* _Problem_:
Could you set down the full listing, unchanged?
# # #
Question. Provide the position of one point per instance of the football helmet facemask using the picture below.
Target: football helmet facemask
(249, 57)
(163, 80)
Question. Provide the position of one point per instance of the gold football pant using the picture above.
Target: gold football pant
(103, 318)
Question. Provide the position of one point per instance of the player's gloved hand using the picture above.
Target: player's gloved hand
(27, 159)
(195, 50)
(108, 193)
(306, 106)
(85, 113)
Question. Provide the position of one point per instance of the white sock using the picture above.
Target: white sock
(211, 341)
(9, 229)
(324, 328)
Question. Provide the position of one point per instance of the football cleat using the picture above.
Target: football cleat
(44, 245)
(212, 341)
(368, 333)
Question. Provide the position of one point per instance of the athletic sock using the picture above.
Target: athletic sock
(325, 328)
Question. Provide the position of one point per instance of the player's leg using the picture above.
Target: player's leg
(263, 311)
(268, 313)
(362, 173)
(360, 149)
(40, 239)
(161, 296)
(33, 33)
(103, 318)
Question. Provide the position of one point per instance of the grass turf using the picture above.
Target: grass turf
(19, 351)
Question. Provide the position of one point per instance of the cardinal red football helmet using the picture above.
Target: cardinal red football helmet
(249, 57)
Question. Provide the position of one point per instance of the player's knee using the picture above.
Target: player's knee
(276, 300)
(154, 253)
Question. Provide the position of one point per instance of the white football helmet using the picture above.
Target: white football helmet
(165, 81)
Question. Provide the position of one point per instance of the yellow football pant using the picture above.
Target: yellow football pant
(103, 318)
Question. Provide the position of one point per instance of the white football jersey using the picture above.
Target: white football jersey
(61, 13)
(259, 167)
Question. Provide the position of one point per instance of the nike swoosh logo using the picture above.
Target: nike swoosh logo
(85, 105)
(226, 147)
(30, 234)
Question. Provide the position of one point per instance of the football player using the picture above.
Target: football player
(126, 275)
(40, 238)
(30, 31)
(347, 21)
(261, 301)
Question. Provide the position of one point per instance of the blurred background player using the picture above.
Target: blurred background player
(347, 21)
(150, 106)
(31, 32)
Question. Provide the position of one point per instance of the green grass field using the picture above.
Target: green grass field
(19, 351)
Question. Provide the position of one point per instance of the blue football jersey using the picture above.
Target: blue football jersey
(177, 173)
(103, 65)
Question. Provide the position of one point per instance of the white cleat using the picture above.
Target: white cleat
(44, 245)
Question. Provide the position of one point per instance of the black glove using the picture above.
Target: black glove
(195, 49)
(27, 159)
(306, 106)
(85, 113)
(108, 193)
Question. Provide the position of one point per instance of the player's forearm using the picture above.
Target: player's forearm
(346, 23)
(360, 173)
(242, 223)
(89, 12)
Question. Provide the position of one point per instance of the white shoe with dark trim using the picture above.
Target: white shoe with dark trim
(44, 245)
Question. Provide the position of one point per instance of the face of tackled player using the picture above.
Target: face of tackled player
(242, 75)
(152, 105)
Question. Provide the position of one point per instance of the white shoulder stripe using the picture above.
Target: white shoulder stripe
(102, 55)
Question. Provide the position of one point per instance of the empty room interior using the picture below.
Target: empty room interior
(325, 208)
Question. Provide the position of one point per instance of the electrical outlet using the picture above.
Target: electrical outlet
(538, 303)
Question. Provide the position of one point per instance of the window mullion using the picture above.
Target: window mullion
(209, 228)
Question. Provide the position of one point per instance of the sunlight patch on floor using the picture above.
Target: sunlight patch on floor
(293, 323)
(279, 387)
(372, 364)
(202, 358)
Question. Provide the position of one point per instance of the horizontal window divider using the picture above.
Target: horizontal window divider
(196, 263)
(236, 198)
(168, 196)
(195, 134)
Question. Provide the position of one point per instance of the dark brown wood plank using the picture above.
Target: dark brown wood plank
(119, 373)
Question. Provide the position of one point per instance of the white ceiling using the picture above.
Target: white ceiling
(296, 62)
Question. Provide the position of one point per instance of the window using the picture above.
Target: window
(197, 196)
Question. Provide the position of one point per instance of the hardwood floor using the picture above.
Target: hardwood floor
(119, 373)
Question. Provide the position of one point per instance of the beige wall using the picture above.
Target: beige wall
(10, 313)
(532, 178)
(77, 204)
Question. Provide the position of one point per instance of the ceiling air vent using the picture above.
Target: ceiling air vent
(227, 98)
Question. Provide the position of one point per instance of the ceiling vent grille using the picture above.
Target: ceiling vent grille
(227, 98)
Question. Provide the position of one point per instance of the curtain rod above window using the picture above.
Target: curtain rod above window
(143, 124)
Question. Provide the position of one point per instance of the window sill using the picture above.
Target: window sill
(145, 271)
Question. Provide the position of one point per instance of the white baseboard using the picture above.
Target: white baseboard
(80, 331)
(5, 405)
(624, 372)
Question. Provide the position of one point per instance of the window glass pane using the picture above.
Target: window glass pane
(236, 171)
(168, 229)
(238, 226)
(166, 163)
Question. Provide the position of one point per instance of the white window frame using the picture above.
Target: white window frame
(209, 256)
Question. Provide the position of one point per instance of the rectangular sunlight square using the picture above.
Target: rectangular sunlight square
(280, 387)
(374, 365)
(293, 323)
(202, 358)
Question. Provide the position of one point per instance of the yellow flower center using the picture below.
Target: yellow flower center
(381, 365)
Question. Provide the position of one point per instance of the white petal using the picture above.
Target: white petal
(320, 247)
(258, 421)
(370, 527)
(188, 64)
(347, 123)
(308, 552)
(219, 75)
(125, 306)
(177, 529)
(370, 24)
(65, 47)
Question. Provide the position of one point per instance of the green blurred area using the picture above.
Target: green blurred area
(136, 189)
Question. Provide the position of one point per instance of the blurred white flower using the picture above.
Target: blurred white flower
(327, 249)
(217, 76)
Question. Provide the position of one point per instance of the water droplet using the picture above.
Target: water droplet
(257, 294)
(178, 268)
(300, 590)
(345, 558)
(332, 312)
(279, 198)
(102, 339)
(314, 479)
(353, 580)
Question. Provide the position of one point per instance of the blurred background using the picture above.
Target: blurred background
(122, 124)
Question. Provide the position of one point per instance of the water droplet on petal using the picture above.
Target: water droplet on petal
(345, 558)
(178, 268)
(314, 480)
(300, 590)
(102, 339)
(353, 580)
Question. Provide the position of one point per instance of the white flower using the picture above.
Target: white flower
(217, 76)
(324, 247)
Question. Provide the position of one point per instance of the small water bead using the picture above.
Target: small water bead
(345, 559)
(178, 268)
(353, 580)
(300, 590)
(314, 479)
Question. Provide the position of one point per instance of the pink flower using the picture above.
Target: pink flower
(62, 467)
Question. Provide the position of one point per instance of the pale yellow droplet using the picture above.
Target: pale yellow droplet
# # #
* _Exercise solution_:
Question. Provide the position of one point per instance of the football helmet facemask using the picture below.
Target: football helmet facemask
(249, 57)
(163, 80)
Question. Provide the position of one point per instance of the gold football pant using the picture above.
Target: gold football pant
(103, 318)
Question. Provide the position of one point per instance of the player's gloved hand using the picture above.
Target: player's gloved hand
(27, 159)
(195, 50)
(108, 193)
(306, 106)
(85, 113)
Question. Provide the position of one point per instance of the white sock using the picture above.
Target: white sock
(211, 341)
(9, 229)
(324, 328)
Question. Provide the position of one point per instance of the football cleat using the picture above.
Target: football cleat
(44, 245)
(212, 341)
(368, 333)
Question. Provide the position of one point per instance of the athletic sock using the picture above.
Target: athletic sock
(325, 328)
Question. Provide the position of one point per instance of the player's leg using the picture above.
Target: player's leg
(263, 311)
(268, 313)
(362, 173)
(360, 149)
(40, 239)
(161, 296)
(33, 33)
(103, 318)
Question. Provide the position of one point per instance of the grass turf using the picture above.
Target: grass turf
(19, 351)
Question. Provide the position of one point per instance of the cardinal red football helmet using the picture above.
Target: cardinal red football helmet
(249, 57)
Question. Provide the position of one point per instance of the player's knee using the picture above.
Target: player's knee
(276, 300)
(154, 253)
Question. Provide the position of one point per instance of the white football helmet using the picture above.
Target: white football helmet
(165, 81)
Question. Provide the position of one point per instance of the yellow football pant using the picture above.
Target: yellow football pant
(103, 318)
Question. Provide the position of one point per instance of the white football jersey using the picture above.
Target: white football jersey
(61, 13)
(259, 167)
Question. Provide the position of one point per instance of the nike swoosh logo using the picture above.
Target: nike swoosh logo
(85, 105)
(226, 147)
(30, 234)
Question. Provide the position of one point per instance of the football player using the picture above.
Target: football player
(126, 275)
(40, 238)
(30, 31)
(347, 21)
(261, 301)
Question. Provide the position of one point per instance of the blurred background player using the picture above.
Target: blurred background player
(347, 21)
(150, 106)
(31, 32)
Question. Provide the position of one point per instance of the green grass field using the picture above.
Target: green grass field
(19, 351)
Question. Provide the position of one point per instance of the blue football jersey using the picture above.
Target: blue football jersey
(177, 173)
(103, 65)
Question. Provide the position of one point per instance of the white cleat using the picture above.
Target: white cleat
(44, 245)
Question. Provide the position of one point per instance of the black glove using the picture above.
Target: black glove
(195, 49)
(27, 159)
(306, 106)
(85, 113)
(108, 193)
Question. Provide the position of one point per instance of the player's forearm using the picture above.
Target: player's forearm
(346, 23)
(360, 173)
(242, 223)
(89, 12)
Question. Provide the position of one point per instance of the white shoe with dark trim using the picture above.
Target: white shoe with dark trim
(44, 245)
Question. Provide the position of one point per instance of the face of tackled player using the picture above.
Target: face of tackled player
(242, 75)
(152, 105)
Question. Provide the position of one point per instance of the white shoulder stripe using the picture above.
Target: white shoulder stripe
(102, 55)
Question. Provide the position of one point per instance of the empty room interior using the picture below.
Target: empty room interior
(325, 208)
Question. Provide the position of one point per instance of the electrical outlet using the picture above.
Target: electrical outlet
(538, 303)
Question. Provide the position of one point per instance of the window mullion using the picture above.
Target: window mullion
(209, 228)
Question. Provide the position of one point per instance of the sunlight patch on floor using the picture above.
Target: sunlight patch on floor
(293, 323)
(279, 387)
(372, 364)
(202, 358)
Question. Provide the position of one point per instance of the horizontal window divider using the picture above.
Target: horizontal window divider
(196, 263)
(236, 198)
(168, 196)
(195, 134)
Question. Provide the position of one point per instance of the dark brown wood plank using the picture above.
Target: dark brown wood plank
(119, 373)
Question. Provide the position of one point per instance of the white ceiling using the picture above.
Target: white ceiling
(296, 62)
Question. Provide the position of one point per instance of the window using the picture above.
Target: window
(197, 196)
Question. Provide the position of one point per instance of the hardwood floor using the picture above.
Target: hardwood floor
(119, 373)
Question. Provide the position of one point per instance of the beige wall using the picture above.
Target: beige wall
(10, 313)
(532, 178)
(77, 204)
Question. Provide the position of one point per instance of the ceiling air vent using the picture above.
Target: ceiling air vent
(227, 98)
Question. Provide the position of one point per instance of the ceiling vent grille using the picture above.
Target: ceiling vent grille
(227, 98)
Question. Provide the position of one point per instance of the curtain rod above window using the picture above.
Target: curtain rod above window
(143, 124)
Question. Provide the position of one point per instance of the window sill using the picture above.
Target: window sill
(145, 271)
Question. Provide the position of one point per instance of the white baseboard using the picture above.
Target: white baseboard
(80, 331)
(5, 405)
(624, 372)
Question. Provide the position of one point per instance of the window glass pane using the picture above.
Target: window glass pane
(236, 171)
(168, 229)
(238, 226)
(166, 163)
Question. Provide the position of one point per instance of the white window frame using the picture above.
Target: white window frame
(209, 256)
Question. Provide the position of one point per instance of the rectangular sunlight square using the picture above.
Target: rectangular sunlight square
(280, 387)
(374, 365)
(293, 323)
(202, 358)
Question. Provide the position of one point per instance of the yellow flower center using the picture below.
Target: yellow flower center
(381, 365)
Question. Provide the position of one point per instance of the white petal using the picture above.
Target: white petal
(320, 247)
(258, 421)
(370, 527)
(188, 64)
(347, 123)
(308, 552)
(219, 75)
(125, 306)
(177, 529)
(370, 24)
(65, 47)
Question. Provide the position of one point per instance of the green blurred area using the picture above.
Target: green blurred area
(136, 189)
Question. Provide the position of one point per instance of the blurred white flower using the picture above.
Target: blurred white flower
(327, 249)
(217, 76)
Question. Provide the position of one point per instance of the water droplet using the picture above.
Target: water droplet
(257, 294)
(178, 268)
(300, 590)
(345, 558)
(332, 312)
(279, 198)
(102, 339)
(314, 479)
(353, 580)
Question. Provide the position of one point per instance of the blurred background using the picture above.
Target: blurred background
(122, 124)
Question. Provide the position of one point per instance of the water droplet on petal using the picture above.
Target: water droplet on petal
(345, 558)
(178, 268)
(314, 480)
(300, 590)
(102, 339)
(353, 580)
Question. Provide the position of one point per instance of the white flower using the picture above.
Target: white flower
(217, 76)
(324, 247)
Question. Provide the position of one point per instance of the small water bead using the picture above.
Target: small water bead
(345, 559)
(178, 268)
(353, 580)
(300, 590)
(314, 479)
Question. Provide the position of one point per instance of the pink flower using the picture above.
Target: pink flower
(62, 467)
Question. Provide the position of one point per instance of the pale yellow droplet using the picture above.
Target: pale yellow droplet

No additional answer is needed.